» Excerpt provided:
Start of Block

Bangko Sentral ng Pilipinas Governor Benjamin Diokno said the goal of attaining an “A” investment rating by 2022 will remain on the table if the economy rebounds strongly next year in the aftermath of the coronavirus disease 2019.
In an online press briefing on Thursday, Diokno reiterated the priority of the government right now would be to save lives and the livelihood of the people adversely impacted by the pandemic.
“Our [earlier] goal [of attaining an ‘A’ rating] is by 2022… Whether we accomplish that is secondary right now… [But] assuming we have a U-shaped recovery, then the ‘A’ rating [remains] on the table…”Diokno said.
“But we have to have more reforms and pass more legislations… But for now, [the] priority is saving lives and saving livelihoods…,” Diokno said.
Diokno said in an earlier briefing the ambitious goal was put in the backseat because of the impact of the pandemic that required the government to prioritize help to the people.
S&P Global Ratings rates the Philippines “BBB+” with a stable outlook. The rating was given in May last year. Amid the pandemic, S&P affirmed the rating and the outlook last month. The BBB+ rating―the highest in the country’s history―is a notch away from the most-coveted “A”rating category.
Fitch Ratings gave the Philippines an investment grade rating of “BBB” with a stable outlook earlier. The rating of BBB was affirmed and the outlook of positive was revised to stable also last month.
Moody’s Investors Service, meanwhile, gave the country an investment grade rating of “Baa2” with a stable outlook earlier, which was affirmed in July 2018.

End of Block

» Material supplied:

Start of Block

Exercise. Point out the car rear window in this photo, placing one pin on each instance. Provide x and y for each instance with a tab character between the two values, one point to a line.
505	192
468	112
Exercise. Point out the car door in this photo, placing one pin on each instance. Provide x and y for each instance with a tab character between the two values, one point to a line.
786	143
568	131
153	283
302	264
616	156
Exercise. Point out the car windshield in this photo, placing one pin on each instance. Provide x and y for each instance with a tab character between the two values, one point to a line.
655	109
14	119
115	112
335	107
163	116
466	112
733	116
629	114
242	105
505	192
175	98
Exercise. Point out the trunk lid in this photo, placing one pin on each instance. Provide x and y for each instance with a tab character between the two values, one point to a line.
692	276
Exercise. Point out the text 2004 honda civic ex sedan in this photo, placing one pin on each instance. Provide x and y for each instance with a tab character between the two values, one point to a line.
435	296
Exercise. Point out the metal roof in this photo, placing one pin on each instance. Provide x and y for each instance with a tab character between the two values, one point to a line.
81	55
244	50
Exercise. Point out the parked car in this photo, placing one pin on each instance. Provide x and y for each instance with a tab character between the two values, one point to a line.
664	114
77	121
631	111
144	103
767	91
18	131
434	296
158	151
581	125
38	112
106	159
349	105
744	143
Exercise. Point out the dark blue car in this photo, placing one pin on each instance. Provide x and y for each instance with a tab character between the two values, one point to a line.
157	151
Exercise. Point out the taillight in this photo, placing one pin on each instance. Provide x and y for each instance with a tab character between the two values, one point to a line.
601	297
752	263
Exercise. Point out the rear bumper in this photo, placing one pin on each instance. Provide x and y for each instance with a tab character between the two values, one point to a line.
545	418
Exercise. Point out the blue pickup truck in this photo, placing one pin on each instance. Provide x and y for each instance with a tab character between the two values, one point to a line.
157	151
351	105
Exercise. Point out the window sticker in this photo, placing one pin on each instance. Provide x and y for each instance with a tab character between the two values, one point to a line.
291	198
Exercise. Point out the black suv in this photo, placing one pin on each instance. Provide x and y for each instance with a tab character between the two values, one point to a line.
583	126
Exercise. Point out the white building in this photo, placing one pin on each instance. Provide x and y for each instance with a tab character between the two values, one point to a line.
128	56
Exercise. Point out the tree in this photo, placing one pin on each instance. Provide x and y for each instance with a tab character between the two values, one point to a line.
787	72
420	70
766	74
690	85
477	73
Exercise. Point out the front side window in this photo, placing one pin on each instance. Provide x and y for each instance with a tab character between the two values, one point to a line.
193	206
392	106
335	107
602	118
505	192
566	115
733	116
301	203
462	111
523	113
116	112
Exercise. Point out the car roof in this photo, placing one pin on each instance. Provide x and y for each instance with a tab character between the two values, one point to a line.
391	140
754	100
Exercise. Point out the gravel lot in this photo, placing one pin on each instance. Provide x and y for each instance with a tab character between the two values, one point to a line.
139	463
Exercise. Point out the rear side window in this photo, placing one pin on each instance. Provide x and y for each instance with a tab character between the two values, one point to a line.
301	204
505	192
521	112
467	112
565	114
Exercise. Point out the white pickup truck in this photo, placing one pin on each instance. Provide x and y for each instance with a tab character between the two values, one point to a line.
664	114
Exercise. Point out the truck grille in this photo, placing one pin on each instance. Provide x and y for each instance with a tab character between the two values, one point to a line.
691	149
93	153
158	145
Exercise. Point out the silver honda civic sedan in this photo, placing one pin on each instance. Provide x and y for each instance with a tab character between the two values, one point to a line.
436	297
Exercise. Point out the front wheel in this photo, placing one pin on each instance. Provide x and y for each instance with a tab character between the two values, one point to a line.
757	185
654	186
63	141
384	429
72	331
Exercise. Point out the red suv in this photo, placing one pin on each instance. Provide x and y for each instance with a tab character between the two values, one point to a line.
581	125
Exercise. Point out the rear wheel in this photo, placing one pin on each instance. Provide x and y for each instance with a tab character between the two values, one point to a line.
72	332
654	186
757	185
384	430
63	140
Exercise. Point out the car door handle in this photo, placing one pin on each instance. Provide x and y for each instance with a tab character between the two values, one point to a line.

End of Block

» The problem:
Copy out the full article above on the Philippines' goal of an "A" credit rating, word for word.

» Response to this task:
Bangko Sentral ng Pilipinas Governor Benjamin Diokno said the goal of attaining an “A” investment rating by 2022 will remain on the table if the economy rebounds strongly next year in the aftermath of the coronavirus disease 2019.
In an online press briefing on Thursday, Diokno reiterated the priority of the government right now would be to save lives and the livelihood of the people adversely impacted by the pandemic.
“Our [earlier] goal [of attaining an ‘A’ rating] is by 2022… Whether we accomplish that is secondary right now… [But] assuming we have a U-shaped recovery, then the ‘A’ rating [remains] on the table…”Diokno said.
“But we have to have more reforms and pass more legislations… But for now, [the] priority is saving lives and saving livelihoods…,” Diokno said.
Diokno said in an earlier briefing the ambitious goal was put in the backseat because of the impact of the pandemic that required the government to prioritize help to the people.
S&P Global Ratings rates the Philippines “BBB+” with a stable outlook. The rating was given in May last year. Amid the pandemic, S&P affirmed the rating and the outlook last month. The BBB+ rating―the highest in the country’s history―is a notch away from the most-coveted “A”rating category.
Fitch Ratings gave the Philippines an investment grade rating of “BBB” with a stable outlook earlier. The rating of BBB was affirmed and the outlook of positive was revised to stable also last month.
Moody’s Investors Service, meanwhile, gave the country an investment grade rating of “Baa2” with a stable outlook earlier, which was affirmed in July 2018.